**INSTRUCTION A:**
In the ipfw passage, what is the stretch from "fb10-cc01# ipfw add" through "and using tcpdump."? Output it word for word.
**INSTRUCTION B:**
According to the ipfw passage, where is the workaround for the missing link-level headers on ng_ipfw output documented?

Part of my refactor is to do "dispatch" with call/skipto (as Julian
Elischer noted above), so the potential inefficiencies of what I'm
guessing is a string glob only happen "once" per packet (per pass),
rather than on dozens of rules. Rule 16, below, could probably skip
the test, but for the likely tiny performance impact, readability
and maintainability have me leaving it in.
I took a *quick* look on a "live" routing system (standard ipfw
points; no bridging, no ether) with
sudo ipfw add 13 set 5 drop all from any to any via ng* # Kill
packet clones
sudo ipfw add 14 set 5 ngtee 100 ip4 from any to any in #
incoming packets
sudo ipfw add 15 set 5 ngtee 200 ip4 from any to any out recv \* #
forwarded packets
sudo ipfw add 16 set 5 ngtee 300 ip4 from any to any out not recv
\* # locally generated packets
I'd skip it as 'interface = *' takes some time to evaluate.
if you want to be readable. add comments.
e.g.
fb10-cc01# ipfw add count ip from any to any // test comments
05300 count ip from any to any // test comments
fb10-cc01# ipfw list 5000-6000
05000 allow tcp from any to me via em0 frag
05100 allow ip from me to me via lo0
05200 allow udp from me to any out via em0
05300 count ip from any to any // test comments
also I've
$ sudo ngctl
mkpeer ipfw: iface 100 inet
mkpeer ipfw: iface 200 inet
mkpeer ipfw: iface 300 inet
and bringing up those new interfaces and using tcpdump.
Took a brief bit to figure out how to get around the lack of
link-level headers on ng_ipfw output for tcpdump (documented in
ng_tag, of all places) as "mkpeer ipfw: eiface NNN ether" and
"tcpdump -ni ngX" doesn't know what to make of things.
It feels like something of a hack-ish approach using ng_iface to
wrap the "bare" packet with a link-level header, especially as it
appears to be injecting a second copy of the packet into the stack
(hence rule 13, above). Figuring out a "better" way to "monitor"
packet flow through ipfw may be on my list in the future, but that
was sufficient to let me go ahead with further config/test.
Thanks for all the help!
After so many years with FreeBSD and ipfw, eyes with a different
perspective can reveal new tricks to this old dog.

Records from a collection:
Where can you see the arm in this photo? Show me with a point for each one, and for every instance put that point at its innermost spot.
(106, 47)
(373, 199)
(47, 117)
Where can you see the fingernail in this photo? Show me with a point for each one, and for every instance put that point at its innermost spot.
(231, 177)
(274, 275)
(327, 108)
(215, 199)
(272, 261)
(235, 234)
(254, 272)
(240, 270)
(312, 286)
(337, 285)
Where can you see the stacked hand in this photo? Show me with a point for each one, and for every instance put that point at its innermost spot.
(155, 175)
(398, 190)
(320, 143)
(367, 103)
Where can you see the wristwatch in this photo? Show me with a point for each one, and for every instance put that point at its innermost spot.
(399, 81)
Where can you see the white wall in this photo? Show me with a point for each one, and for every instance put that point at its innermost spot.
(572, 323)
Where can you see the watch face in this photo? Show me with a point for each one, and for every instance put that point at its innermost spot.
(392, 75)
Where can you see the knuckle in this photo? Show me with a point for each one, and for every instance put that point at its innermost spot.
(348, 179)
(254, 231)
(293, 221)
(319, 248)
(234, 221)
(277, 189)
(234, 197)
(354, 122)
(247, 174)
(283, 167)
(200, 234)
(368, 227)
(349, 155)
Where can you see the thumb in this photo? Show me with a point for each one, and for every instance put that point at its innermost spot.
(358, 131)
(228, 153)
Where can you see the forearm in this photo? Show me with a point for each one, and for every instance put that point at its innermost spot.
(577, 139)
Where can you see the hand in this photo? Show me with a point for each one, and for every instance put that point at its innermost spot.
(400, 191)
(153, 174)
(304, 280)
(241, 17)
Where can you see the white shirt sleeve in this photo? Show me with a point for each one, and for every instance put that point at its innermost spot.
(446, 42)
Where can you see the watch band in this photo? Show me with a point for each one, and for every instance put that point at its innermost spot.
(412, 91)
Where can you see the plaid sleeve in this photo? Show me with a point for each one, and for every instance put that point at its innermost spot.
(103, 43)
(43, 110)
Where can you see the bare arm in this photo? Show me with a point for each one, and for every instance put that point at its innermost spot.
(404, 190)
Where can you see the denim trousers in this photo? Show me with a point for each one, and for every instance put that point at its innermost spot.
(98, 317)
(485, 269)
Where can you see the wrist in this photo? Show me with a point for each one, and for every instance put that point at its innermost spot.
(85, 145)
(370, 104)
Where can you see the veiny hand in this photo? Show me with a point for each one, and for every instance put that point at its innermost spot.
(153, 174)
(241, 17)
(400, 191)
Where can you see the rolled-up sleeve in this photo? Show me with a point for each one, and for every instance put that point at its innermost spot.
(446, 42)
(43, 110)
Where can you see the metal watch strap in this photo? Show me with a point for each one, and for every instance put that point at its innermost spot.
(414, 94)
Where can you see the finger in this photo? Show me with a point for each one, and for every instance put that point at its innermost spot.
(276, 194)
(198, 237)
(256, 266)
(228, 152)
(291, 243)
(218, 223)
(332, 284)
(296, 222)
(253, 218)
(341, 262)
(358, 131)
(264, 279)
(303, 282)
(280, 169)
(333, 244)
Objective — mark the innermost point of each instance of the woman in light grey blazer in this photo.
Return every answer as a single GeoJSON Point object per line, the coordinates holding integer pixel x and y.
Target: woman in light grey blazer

**FINISHED ANSWER A:**
fb10-cc01# ipfw add count ip from any to any // test comments
05300 count ip from any to any // test comments
fb10-cc01# ipfw list 5000-6000
05000 allow tcp from any to me via em0 frag
05100 allow ip from me to me via lo0
05200 allow udp from me to any out via em0
05300 count ip from any to any // test comments
also I've
$ sudo ngctl
mkpeer ipfw: iface 100 inet
mkpeer ipfw: iface 200 inet
mkpeer ipfw: iface 300 inet
and bringing up those new interfaces and using tcpdump.

**FINISHED ANSWER B:**
In ng_tag.